◆ ENUNCIADO ◆
Resuma en dos oraciones el fragmento sobre la justificación de las incursiones de la OTAN.

◆ FRAGMENTO DE PÁGINA ◆
La defensa de las poblaciones civiles y de los valores
comunes a las democracias parlamentarias: ésa es la justificación oficial de las
incursiones de la OTAN. Justificación humanitaria (alto a la masacre) y moralizadora
(nuestros ideales). ¿Quién puede oponerse? Es la gramática aséptica de la era
poshistórica. Nuestros portavoces no hablan de política, y menos aún de historia. El
discurso de la OTAN va y viene entre la exacción puntual garantizada por la pantalla (el
techo que se quema, la mujer que huye, el niño que llora) y la altura de los principios
universales.
Esta combinación maestra lleva el sello del modelo norteamericano de política exterior
que Europa ha hecho suyo: el idealismo moral y la superioridad técnica (el wilsonismo
más el Tomahawk, por así decirlo). El derecho fija la norma, las máquinas hacen que se
respete. Esquivar la política a través de la técnica, y evitarse las gravedades y
complicaciones del pasado con la conquista del espacio, de una a otra frontera (caballo,
coche, avión, cohete), son los dos mitos que mueven la Odisea norteamericana.
La historia y la geografía nunca han sido un problema para esta tierra prometida, que,
desde el principio, era un destino, pero no un pasado. Sus primeros ocupantes se
instalaron en un espacio vacío, o, cuando no lo estaba lo suficiente, limpiado con el
Winchester, purificación étnica sublimada por la imagen de la conquista del Oeste. Nada
de vecinos amenazadores. Los territorios fronterizos se compran: Luisiana, Alaska,
Oregón, Florida.
Por lo que respecta a la religión del derecho, allí es un justo homenaje al origen. La
Constitución ha precedido a la Federación norteamericana, que existe gracias a ella, de
ahí que sea sagrada. En Europa, el código y la historia han tenido que llegar a
compromisos, porque la historia estaba allí antes: en Estados Unidos, el código,
contrato adoptado ante Dios, ha precedido al acontecimiento y ha hecho la historia de los
hombres. Como es sabido, para un creyente (¿y qué Estado lo es más que ése?), entre la
resurrección y el juicio final no ocurre, en definitiva, nada serio.

◆ MATERIAL PROPORCIONADO ◆
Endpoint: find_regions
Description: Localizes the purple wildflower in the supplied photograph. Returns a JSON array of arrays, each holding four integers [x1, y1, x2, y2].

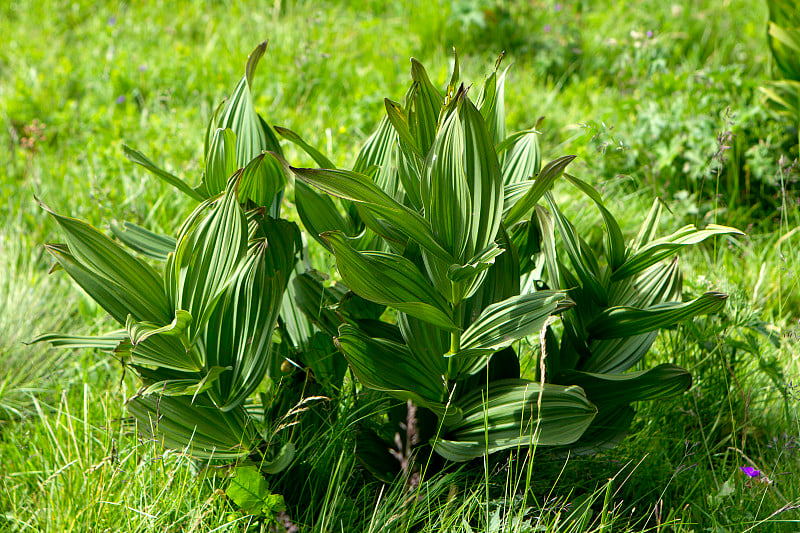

◆ SOLUCIÓN PROPUESTA ◆
La OTAN justifica oficialmente sus incursiones con la defensa de las poblaciones civiles y de los valores comunes a las democracias parlamentarias, mediante un discurso humanitario y moralizador que une el idealismo moral y la superioridad técnica del modelo norteamericano de política exterior, adoptado por Europa. Ese modelo descansa en los mitos de esquivar la política mediante la técnica y el pasado mediante la conquista del espacio, así como en una religión del derecho: en Estados Unidos la Constitución precedió a la Federación y a la historia, mientras que en Europa el código tuvo que llegar a compromisos con una historia anterior.